What to work on —
Render every line of the records below as a JSON list of strings, one string per line, with any blank lines omitted.

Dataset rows
-- START --

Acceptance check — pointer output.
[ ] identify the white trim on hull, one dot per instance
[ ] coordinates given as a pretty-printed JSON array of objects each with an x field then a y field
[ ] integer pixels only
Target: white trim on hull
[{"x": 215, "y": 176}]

-- END --

Solution to this problem —
[
  "Acceptance check — pointer output.",
  "[ ] identify the white trim on hull, one dot per instance",
  "[ ] coordinates given as a pretty-printed JSON array of objects each with an x field then a y field",
  "[ ] integer pixels only",
  "Target: white trim on hull",
  "[{\"x\": 215, \"y\": 176}]"
]